### Consignes
**A.** Recopiez fidèlement le passage de l'extrait sur la reprise de l'économie française qui s'ouvre sur les mots contenant « Ces différentes hypothèses » et se termine par « niveau de 2019. ».
**B.** Dans l'extrait sur la reprise de l'économie française, de combien les prévisions du FMI seraient-elles décalées selon l'hypothèse « pessimiste », et pour quelle raison ?
**C.** Poursuivez l'extrait sur la reprise de l'économie française à partir de la fin de sa dernière phrase.

### Extrait fourni
--- --- ---

L’investissement privé, qu’il soit celui des entreprises ou des ménages, va être la première victime de cette incertitude. Or, sans investissement, il n’y aura pas de véritable reprise en 2021 et 2022. On doit donc, pour envisager la trajectoire de l’économie française dans les prochaines années, formuler plusieurs hypothèses.
-
Une hypothèse « optimiste » où les prévisions du FMI seraient simplement décalées de 2% du fait du 2ème confinement, et où la reprise suivrait la trajectoire estimée au mois d’octobre 2020.
-
Une hypothèse conservant une estimation modérée de l’impact du 2ème confinement, mais incluant l’effet de l’incertitude engendré par ce 2ème confinement sur le rythme du retour à la normale.
-
Une hypothèse « pessimiste » où les prévisions du FMI seraient cette fois décalées de 4% du fait d’un 2ème confinement plus long, et où la reprise suivrait la trajectoire estimée au mois d’octobre 2020.
-
Une hypothèse avec cette estimation de l’impact du 2ème confinement à 4%, et incluant de plus l’effet de l’incertitude engendré par ce 2ème confinement sur le rythme du retour à la normale.
-
Une hypothèse très pessimiste incluant l’effet d’un éventuel 3ème confinement et d’une stagnation de l’économie en 2021, puis y ajoutant les effets d’une grande incertitude sur le rythme de retour à la normale.
Ces différentes hypothèses sont représentées sur le graphique 4, où la prévision initiale du FMI (qualifiée d’hypothèse « 0 ») sert alors de base pour mesurer l’effet additionnel du 2ème confinement.
Graphique 4
Source : FMI et CEMI – Centre Robert de Sorbon
La première hypothèse peut être qualifiée d’optimiste. Elle repose, implicitement sur l’idée que le 2ème confinement ne durerait qu’un mois et qu’un vaccin efficace (ou un traitement faisant l’unanimité) apparaîtrait vers la fin du printemps 2021.
Elle apparaît aujourd’hui comme faiblement réaliste. La seconde hypothèse, qui inclut l’impact de l’incertitude due à des réponses médicales d’une efficacité très modérée, aboutit au même résultat que la troisième hypothèse, qui diffère uniquement de la première par la durée du confinement. L’économie française n’aurait pas retrouvé en 2024 son niveau de 2019.

--- --- ---

### Données sources
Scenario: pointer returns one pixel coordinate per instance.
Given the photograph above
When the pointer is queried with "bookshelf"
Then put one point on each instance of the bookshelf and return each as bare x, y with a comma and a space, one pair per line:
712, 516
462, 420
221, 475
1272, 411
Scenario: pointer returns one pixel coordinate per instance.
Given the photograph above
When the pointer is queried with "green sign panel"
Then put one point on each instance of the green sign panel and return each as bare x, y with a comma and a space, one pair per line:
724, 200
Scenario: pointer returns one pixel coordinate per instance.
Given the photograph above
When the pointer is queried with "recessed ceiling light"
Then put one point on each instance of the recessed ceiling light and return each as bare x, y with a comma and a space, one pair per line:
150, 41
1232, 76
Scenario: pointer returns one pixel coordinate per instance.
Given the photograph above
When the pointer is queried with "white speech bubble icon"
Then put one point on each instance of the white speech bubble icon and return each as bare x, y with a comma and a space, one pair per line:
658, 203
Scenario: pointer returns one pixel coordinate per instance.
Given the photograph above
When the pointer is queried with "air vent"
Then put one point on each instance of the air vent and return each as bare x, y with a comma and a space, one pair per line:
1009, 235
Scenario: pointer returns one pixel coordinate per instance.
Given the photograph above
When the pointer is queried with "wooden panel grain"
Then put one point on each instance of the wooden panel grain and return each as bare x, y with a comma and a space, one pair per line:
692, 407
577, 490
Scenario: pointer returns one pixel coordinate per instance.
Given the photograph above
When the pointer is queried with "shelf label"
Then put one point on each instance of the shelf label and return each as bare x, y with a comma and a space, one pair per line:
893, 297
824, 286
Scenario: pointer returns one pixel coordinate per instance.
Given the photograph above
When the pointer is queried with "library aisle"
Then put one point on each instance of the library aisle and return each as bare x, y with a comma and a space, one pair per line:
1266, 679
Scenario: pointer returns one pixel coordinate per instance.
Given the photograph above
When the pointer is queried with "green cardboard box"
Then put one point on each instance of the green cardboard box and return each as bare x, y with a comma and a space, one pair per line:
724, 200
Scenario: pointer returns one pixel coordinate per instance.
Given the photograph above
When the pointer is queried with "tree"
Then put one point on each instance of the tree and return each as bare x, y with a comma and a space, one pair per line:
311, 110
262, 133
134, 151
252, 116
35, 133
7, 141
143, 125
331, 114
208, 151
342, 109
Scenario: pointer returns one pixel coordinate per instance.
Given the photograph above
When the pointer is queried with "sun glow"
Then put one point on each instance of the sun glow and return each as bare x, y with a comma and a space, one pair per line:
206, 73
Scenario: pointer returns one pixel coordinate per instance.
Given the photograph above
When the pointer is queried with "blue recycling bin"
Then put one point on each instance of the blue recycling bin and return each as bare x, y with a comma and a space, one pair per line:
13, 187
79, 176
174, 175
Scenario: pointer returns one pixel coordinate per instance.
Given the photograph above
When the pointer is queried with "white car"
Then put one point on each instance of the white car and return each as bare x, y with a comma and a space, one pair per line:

--- --- ---

### Résultats obtenus
**A.**
Ces différentes hypothèses sont représentées sur le graphique 4, où la prévision initiale du FMI (qualifiée d’hypothèse « 0 ») sert alors de base pour mesurer l’effet additionnel du 2ème confinement.
Graphique 4
Source : FMI et CEMI – Centre Robert de Sorbon
La première hypothèse peut être qualifiée d’optimiste. Elle repose, implicitement sur l’idée que le 2ème confinement ne durerait qu’un mois et qu’un vaccin efficace (ou un traitement faisant l’unanimité) apparaîtrait vers la fin du printemps 2021.
Elle apparaît aujourd’hui comme faiblement réaliste. La seconde hypothèse, qui inclut l’impact de l’incertitude due à des réponses médicales d’une efficacité très modérée, aboutit au même résultat que la troisième hypothèse, qui diffère uniquement de la première par la durée du confinement. L’économie française n’aurait pas retrouvé en 2024 son niveau de 2019.

**B.** Elles seraient décalées de 4% du fait d'un 2ème confinement plus long.

**C.**
La 4ème hypothèse, qui inclut, elle aussi, l’impact de l’incertitude aggrave le précédent résultat. L’économie française, en 2024, est loin de retrouver le niveau de 2019, et se situe entre celui de 2017 et de 2018. L’impact peut être mesuré en considérant que, économiquement, nous serions en 2024 renvoyés au moins 6 ans en arrière.
Par ailleurs, cette hypothèse doit aussi inclure un impact important sur les banques. Une partie des prêts garantis par l’Etat ne seront pas remboursés dans cette situation. La situation des banques françaises deviendra difficile du fait de la montée massive des créances douteuses dans leur bilan.
Graphique 5
Poids en % du PIB des aides à l’économie dans différents pays
Source : FMI, septembre 2020
Or, la France, comme l’Italie, l’Allemagne ou l’Espagne, a soutenu son économie massivement par des prêts garantis, ces derniers représentant 75% du total du soutien à l’économie. Inversement, des pays comme les Etats-Unis et le Canada ont essentiellement mis l’accent sur l’aide budgétaire.
La 5ème hypothèse, qui inclut une hypothétique 3ème vague fait plonger l’économie française à peu de choses près au niveau où elle était au début des années 2010. Elle constitue, à l’heure actuelle, l’hypothèse du « pire » qui puisse survenir.
III. Un appauvrissement important de la France ?
En termes de perte de richesse par rapport à la situation de la mi-octobre, le 2ème confinement pourrait avoir, selon les hypothèses retenues, un impact qui irait du raisonnable au dramatique.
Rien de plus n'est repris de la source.